#### Exercise
Copy down all of the data underneath, exactly as shown.

(Outline records)
== == ==

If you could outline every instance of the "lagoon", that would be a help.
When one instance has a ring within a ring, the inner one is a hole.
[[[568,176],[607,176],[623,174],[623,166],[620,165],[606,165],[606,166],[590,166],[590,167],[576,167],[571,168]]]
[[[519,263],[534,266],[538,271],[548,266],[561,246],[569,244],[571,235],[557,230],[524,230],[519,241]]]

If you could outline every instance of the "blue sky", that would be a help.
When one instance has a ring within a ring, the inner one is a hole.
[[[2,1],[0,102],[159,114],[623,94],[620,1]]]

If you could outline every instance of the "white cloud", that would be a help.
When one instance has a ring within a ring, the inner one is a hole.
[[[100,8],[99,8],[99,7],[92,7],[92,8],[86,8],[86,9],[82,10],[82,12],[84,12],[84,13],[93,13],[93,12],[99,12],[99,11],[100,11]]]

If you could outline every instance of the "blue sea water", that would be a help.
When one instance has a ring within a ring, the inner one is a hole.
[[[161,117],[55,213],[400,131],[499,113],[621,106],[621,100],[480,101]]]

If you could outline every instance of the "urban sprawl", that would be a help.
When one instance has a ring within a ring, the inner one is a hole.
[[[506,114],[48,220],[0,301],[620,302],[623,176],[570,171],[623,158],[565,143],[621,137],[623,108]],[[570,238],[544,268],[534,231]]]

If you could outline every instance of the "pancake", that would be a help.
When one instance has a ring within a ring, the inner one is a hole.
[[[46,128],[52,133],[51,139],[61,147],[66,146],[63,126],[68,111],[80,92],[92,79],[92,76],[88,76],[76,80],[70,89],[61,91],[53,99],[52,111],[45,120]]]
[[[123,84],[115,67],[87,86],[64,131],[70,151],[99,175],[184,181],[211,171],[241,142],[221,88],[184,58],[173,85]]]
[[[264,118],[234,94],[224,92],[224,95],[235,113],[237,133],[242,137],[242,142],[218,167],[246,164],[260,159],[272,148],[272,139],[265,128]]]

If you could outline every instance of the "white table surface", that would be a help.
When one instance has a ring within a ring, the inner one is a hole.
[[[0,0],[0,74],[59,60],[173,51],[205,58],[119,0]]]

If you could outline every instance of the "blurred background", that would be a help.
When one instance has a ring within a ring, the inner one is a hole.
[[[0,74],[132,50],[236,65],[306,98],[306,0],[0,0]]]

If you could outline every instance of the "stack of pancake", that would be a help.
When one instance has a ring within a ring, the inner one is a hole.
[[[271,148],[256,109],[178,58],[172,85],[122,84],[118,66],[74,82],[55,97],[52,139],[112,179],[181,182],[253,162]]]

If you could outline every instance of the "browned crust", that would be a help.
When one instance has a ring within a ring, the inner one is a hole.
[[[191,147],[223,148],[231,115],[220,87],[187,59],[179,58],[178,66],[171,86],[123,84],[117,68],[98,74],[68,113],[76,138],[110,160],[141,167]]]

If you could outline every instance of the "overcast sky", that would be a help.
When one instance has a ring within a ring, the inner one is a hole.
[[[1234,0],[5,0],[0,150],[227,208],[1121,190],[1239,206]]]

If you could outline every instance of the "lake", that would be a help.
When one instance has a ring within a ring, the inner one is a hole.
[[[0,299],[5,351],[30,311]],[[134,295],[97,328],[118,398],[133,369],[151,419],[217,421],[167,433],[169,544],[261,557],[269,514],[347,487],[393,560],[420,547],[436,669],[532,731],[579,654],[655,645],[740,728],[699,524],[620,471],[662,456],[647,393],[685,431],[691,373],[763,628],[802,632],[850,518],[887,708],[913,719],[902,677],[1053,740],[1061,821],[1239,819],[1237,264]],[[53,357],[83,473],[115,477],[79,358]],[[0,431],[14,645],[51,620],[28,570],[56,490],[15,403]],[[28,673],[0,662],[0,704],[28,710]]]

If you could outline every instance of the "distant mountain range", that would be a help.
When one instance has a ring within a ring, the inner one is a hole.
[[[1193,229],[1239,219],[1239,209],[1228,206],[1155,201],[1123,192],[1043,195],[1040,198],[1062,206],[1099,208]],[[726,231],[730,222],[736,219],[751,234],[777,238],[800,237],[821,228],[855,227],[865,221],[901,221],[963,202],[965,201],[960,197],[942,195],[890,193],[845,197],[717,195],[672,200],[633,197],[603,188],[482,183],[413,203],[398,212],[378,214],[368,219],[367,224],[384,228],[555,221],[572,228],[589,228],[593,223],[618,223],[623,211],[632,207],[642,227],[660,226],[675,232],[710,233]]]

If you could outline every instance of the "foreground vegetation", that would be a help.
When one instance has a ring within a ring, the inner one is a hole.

== == ==

#### Exercise output
If you could outline every instance of the "lagoon", that would be a help.
When one instance has a ring within a ring, the inner one is a hole.
[[[568,176],[607,176],[623,174],[623,166],[620,165],[606,165],[606,166],[590,166],[590,167],[576,167],[571,168]]]
[[[519,263],[534,266],[538,271],[548,266],[561,246],[569,244],[571,235],[557,230],[524,230],[519,241]]]

If you could outline every instance of the "blue sky", that would be a help.
When one instance has a ring within a ring, the inner one is a hole.
[[[2,1],[0,102],[159,114],[623,94],[620,1]]]

If you could outline every instance of the "white cloud", that would be a help.
When one instance has a ring within a ring, the inner one is a hole.
[[[100,8],[99,8],[99,7],[92,7],[92,8],[86,8],[86,9],[82,10],[82,12],[84,12],[84,13],[93,13],[93,12],[99,12],[99,11],[100,11]]]

If you could outline every instance of the "blue sea water", that would be a help.
When one instance has a ring within a ring, the inner one is a hole.
[[[161,117],[55,213],[400,131],[499,113],[621,106],[621,100],[480,101]]]

If you could outline every instance of the "urban sprawl", that would be a help.
When one instance has a ring within a ring, the inner one is a hole.
[[[506,114],[48,220],[0,301],[620,302],[623,176],[570,171],[623,158],[565,143],[621,137],[623,108]],[[570,238],[544,268],[534,231]]]

If you could outline every instance of the "pancake", that would be a help.
When one instance has a ring within a ring, the inner one is a hole.
[[[46,128],[52,133],[51,139],[61,147],[66,146],[63,126],[68,111],[80,92],[92,79],[92,76],[88,76],[76,80],[70,89],[61,91],[53,99],[52,111],[45,120]]]
[[[123,84],[115,67],[87,86],[64,131],[70,151],[99,175],[184,181],[211,171],[241,142],[221,88],[184,58],[173,85]]]
[[[264,118],[234,94],[224,92],[224,95],[235,113],[237,133],[242,137],[242,142],[218,167],[246,164],[260,159],[272,148],[272,139],[265,128]]]

If you could outline every instance of the "white table surface", that would be a help.
When one instance has a ring within a ring, the inner one is a hole.
[[[0,0],[0,74],[59,60],[173,51],[205,58],[119,0]]]

If you could outline every instance of the "blurred background", that would be a help.
When one instance has a ring within a ring, the inner one is a hole.
[[[0,74],[132,50],[236,65],[306,98],[306,0],[0,0]]]

If you could outline every instance of the "stack of pancake", that would be a help.
When one instance has a ring within a ring, the inner one is a hole.
[[[271,148],[256,109],[178,58],[172,85],[122,84],[118,66],[74,82],[55,97],[52,139],[112,179],[181,182],[253,162]]]

If you could outline every instance of the "browned crust", that would be a help.
When one instance has a ring within a ring, the inner one is a hole.
[[[191,147],[223,148],[231,115],[220,87],[187,59],[179,58],[178,66],[171,86],[123,84],[117,68],[98,74],[68,113],[76,138],[110,160],[141,167]]]

If you could outline every instance of the "overcast sky", that would be a help.
When one instance has a ring within a ring, the inner one is a hole.
[[[1234,0],[5,0],[0,150],[227,208],[1121,190],[1239,206]]]

If you could outline every instance of the "lake", that would be a help.
When one instance has a ring within a ring, the inner one is a hole.
[[[0,299],[5,351],[30,311]],[[134,295],[97,328],[118,398],[133,369],[151,419],[217,421],[167,433],[169,544],[261,557],[269,514],[347,487],[393,560],[420,547],[436,669],[532,731],[579,654],[655,645],[740,728],[699,524],[620,471],[662,456],[647,393],[685,431],[691,373],[763,628],[802,632],[850,518],[887,708],[913,719],[902,677],[1053,740],[1061,821],[1239,819],[1237,264]],[[53,357],[83,473],[115,477],[79,358]],[[0,431],[14,645],[51,620],[28,570],[56,490],[15,403]],[[28,673],[0,662],[0,704],[28,710]]]

If you could outline every instance of the "distant mountain range", that would be a help.
When one instance has a ring within a ring, the inner one is a hole.
[[[1193,229],[1239,219],[1239,209],[1228,206],[1155,201],[1123,192],[1043,195],[1040,198],[1062,206],[1099,208]],[[726,231],[730,222],[736,219],[751,234],[777,238],[800,237],[821,228],[855,227],[865,221],[901,221],[963,202],[965,201],[960,197],[942,195],[890,193],[845,197],[717,195],[672,200],[633,197],[603,188],[482,183],[413,203],[398,212],[378,214],[368,219],[367,224],[384,228],[555,221],[572,228],[589,228],[593,223],[618,223],[623,211],[632,207],[642,227],[660,226],[675,232],[710,233]]]

If you could outline every instance of the "foreground vegetation", that would be a help.
When one instance has a ring within a ring, the inner one is a hole.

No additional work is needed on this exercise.